BRIEF =
What is needed here is an exact transcription of all the entries.

Dataset items
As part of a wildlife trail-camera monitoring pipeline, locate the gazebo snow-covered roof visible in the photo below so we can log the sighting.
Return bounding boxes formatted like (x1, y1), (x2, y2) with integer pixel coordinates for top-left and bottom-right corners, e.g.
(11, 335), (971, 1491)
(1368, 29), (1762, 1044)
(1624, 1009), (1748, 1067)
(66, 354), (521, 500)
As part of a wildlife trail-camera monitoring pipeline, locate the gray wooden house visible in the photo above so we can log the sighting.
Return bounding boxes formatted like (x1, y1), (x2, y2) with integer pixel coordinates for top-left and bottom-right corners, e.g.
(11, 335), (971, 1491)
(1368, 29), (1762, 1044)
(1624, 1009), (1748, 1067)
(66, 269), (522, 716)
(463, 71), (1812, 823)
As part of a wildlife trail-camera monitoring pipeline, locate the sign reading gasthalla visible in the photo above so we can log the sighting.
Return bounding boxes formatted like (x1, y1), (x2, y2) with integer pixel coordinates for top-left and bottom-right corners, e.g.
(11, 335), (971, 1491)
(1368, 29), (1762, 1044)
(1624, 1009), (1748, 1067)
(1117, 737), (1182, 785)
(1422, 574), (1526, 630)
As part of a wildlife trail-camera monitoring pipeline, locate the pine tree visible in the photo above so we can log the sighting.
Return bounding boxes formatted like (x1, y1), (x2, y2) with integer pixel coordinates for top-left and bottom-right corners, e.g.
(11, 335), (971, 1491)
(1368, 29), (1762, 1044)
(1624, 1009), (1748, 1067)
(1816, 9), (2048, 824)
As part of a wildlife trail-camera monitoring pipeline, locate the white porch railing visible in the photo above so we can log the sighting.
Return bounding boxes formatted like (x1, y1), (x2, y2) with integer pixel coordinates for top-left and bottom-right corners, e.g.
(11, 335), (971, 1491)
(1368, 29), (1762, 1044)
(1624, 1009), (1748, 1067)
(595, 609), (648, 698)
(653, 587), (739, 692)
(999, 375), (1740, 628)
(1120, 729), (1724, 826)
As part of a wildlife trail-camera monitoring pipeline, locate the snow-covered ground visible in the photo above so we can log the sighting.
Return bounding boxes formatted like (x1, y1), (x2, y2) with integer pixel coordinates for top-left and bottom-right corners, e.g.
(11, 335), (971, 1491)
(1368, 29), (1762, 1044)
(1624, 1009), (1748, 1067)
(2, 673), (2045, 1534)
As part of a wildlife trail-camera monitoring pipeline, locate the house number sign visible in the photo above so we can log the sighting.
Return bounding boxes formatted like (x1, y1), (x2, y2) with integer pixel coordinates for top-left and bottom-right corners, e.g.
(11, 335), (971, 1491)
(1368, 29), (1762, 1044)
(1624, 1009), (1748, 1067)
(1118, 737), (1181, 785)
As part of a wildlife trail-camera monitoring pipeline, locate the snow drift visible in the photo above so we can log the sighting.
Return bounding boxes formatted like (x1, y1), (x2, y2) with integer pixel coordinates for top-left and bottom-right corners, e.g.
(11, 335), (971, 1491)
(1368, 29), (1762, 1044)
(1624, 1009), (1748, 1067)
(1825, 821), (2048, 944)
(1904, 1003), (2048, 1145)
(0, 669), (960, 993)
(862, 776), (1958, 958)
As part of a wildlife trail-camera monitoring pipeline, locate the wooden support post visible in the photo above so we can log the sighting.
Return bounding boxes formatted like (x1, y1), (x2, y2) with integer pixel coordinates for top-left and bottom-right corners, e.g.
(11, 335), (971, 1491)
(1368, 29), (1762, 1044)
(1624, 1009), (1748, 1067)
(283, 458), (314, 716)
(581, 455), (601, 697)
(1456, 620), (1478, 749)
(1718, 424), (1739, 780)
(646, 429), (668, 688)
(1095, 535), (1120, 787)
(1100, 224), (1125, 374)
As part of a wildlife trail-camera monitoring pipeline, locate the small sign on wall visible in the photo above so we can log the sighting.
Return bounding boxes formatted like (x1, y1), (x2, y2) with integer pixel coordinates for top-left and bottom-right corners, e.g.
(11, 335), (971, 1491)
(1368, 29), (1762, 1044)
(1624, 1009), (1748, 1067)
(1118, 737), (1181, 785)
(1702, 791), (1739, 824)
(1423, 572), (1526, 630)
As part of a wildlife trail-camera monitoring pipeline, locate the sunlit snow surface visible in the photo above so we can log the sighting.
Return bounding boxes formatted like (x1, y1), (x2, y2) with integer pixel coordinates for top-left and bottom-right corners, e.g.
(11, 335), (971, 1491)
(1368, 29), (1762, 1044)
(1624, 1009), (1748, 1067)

ANSWER TO THIS PROBLEM =
As part of a wildlife trail-camera monitoring pipeline, locate the gazebo snow-covered roof visible in the photo below so we can log the sighting.
Return bounding boxes formatted like (x1, y1), (x2, y2) with integer pixel coordinates for top-left and bottom-right corners, e.g.
(11, 335), (971, 1491)
(1368, 29), (1762, 1044)
(1624, 1009), (1748, 1067)
(66, 354), (521, 500)
As part of a wildlife trail-camera monitoring pipeline, locate the gray wooden house visible in the photo above so we can log the sighting.
Return bounding boxes formatted like (x1, y1), (x2, y2) with integer pixel coordinates for top-left and bottom-right corners, e.g.
(11, 335), (971, 1491)
(1368, 29), (1762, 1044)
(1624, 1009), (1748, 1067)
(66, 269), (522, 716)
(463, 71), (1812, 823)
As part of a wildlife trail-camera monitoring pipeline, locate the sign reading gasthalla visible in the photo above so we can log the sighting.
Return bounding boxes formatted like (x1, y1), (x2, y2) with integer pixel coordinates for top-left and bottom-right corners, e.g.
(11, 335), (971, 1491)
(1368, 29), (1762, 1044)
(1624, 1009), (1748, 1067)
(1117, 737), (1182, 785)
(1422, 574), (1526, 630)
As part of a wildlife trail-camera monitoring pipeline, locate the pine tree visible in the photo above so we can log the sighting.
Return bounding boxes formatted like (x1, y1), (x2, y2) with integer pixel coordinates for top-left and bottom-right corners, e.g.
(11, 335), (971, 1491)
(1368, 29), (1762, 1044)
(1624, 1009), (1748, 1067)
(1816, 9), (2048, 824)
As part of a wildlife trail-camera monitoring pipeline, locate the white porch railing visible in the photo above so we can log the sighting.
Return bounding boxes formatted like (x1, y1), (x2, y2) with integer pixel coordinates for top-left and bottom-right corners, e.g.
(11, 335), (971, 1491)
(1368, 29), (1762, 1044)
(1624, 1009), (1748, 1067)
(595, 609), (648, 698)
(653, 587), (739, 692)
(999, 375), (1740, 628)
(1120, 729), (1724, 826)
As part of a wildlife trail-camera monitoring pipeline, locate the snow-covered ground visible in the photo above so we can log the sighting.
Return bounding boxes formatted like (x1, y1), (x2, y2) with integer pixel coordinates for top-left and bottom-right corners, e.g.
(11, 335), (971, 1491)
(1368, 29), (1762, 1044)
(1624, 1009), (1748, 1067)
(2, 673), (2045, 1534)
As part of a wildlife trail-camera monitoring pipeline, locate the house number sign visible in the photo above so we can log the sighting.
Return bounding boxes formatted like (x1, y1), (x2, y2) with integer pixel coordinates for top-left and bottom-right corners, e.g.
(11, 335), (971, 1491)
(1368, 29), (1762, 1044)
(1624, 1009), (1748, 1067)
(1118, 737), (1181, 785)
As part of a wildlife trail-camera monitoring pipeline, locate the snow drift visible in the photo above so we can log the sighting.
Return bounding boxes formatted like (x1, y1), (x2, y2) with integer pixel coordinates for top-left and bottom-right corners, e.g.
(11, 335), (971, 1491)
(1368, 29), (1762, 1044)
(1624, 1009), (1748, 1067)
(1825, 821), (2048, 944)
(1904, 1003), (2048, 1145)
(0, 669), (960, 993)
(862, 776), (1958, 958)
As part of a wildlife trail-camera monitoring pipeline, locate the wooden support post visible in the photo above so we can log the sighting.
Return bounding boxes formatted like (x1, y1), (x2, y2) with integer pixel coordinates for top-left and bottom-right corners, e.g.
(11, 335), (971, 1491)
(1368, 29), (1762, 1044)
(1624, 1009), (1748, 1067)
(283, 458), (314, 716)
(581, 455), (601, 697)
(1456, 620), (1478, 749)
(1718, 424), (1739, 780)
(646, 429), (668, 688)
(1095, 535), (1120, 787)
(1100, 224), (1125, 374)
As part of a wildlife trail-camera monitoring pipeline, locate the small sign on wall visible in the photo above so we can log the sighting.
Return bounding boxes formatted like (x1, y1), (x2, y2) with integer pixel coordinates for top-left and bottom-right corners, e.g.
(11, 335), (971, 1491)
(1368, 29), (1762, 1044)
(1624, 1009), (1748, 1067)
(1118, 737), (1181, 785)
(1702, 791), (1739, 824)
(1423, 572), (1526, 630)
As part of a wildlife trail-camera monitoring pipeline, locate the sunlit snow surface visible in the photo above so we can log the sighting.
Return bounding boxes formatted like (x1, y1), (x2, y2) with integer pixel coordinates for top-left and bottom-right corners, e.g.
(11, 335), (971, 1491)
(1368, 29), (1762, 1044)
(1624, 1009), (1748, 1067)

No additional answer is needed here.